*** Opening of DATA PROVIDED ***

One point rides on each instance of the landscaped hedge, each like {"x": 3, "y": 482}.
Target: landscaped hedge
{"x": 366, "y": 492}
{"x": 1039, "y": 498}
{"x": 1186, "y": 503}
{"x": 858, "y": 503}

*** Close of DATA PROVIDED ***

• **WHAT TO PRODUCE**:
Make a word-for-word copy of the records.

• **RESPONSE TO THE EXERCISE**:
One point rides on each instance of the landscaped hedge, each like {"x": 3, "y": 482}.
Target: landscaped hedge
{"x": 366, "y": 492}
{"x": 1039, "y": 498}
{"x": 1186, "y": 503}
{"x": 858, "y": 503}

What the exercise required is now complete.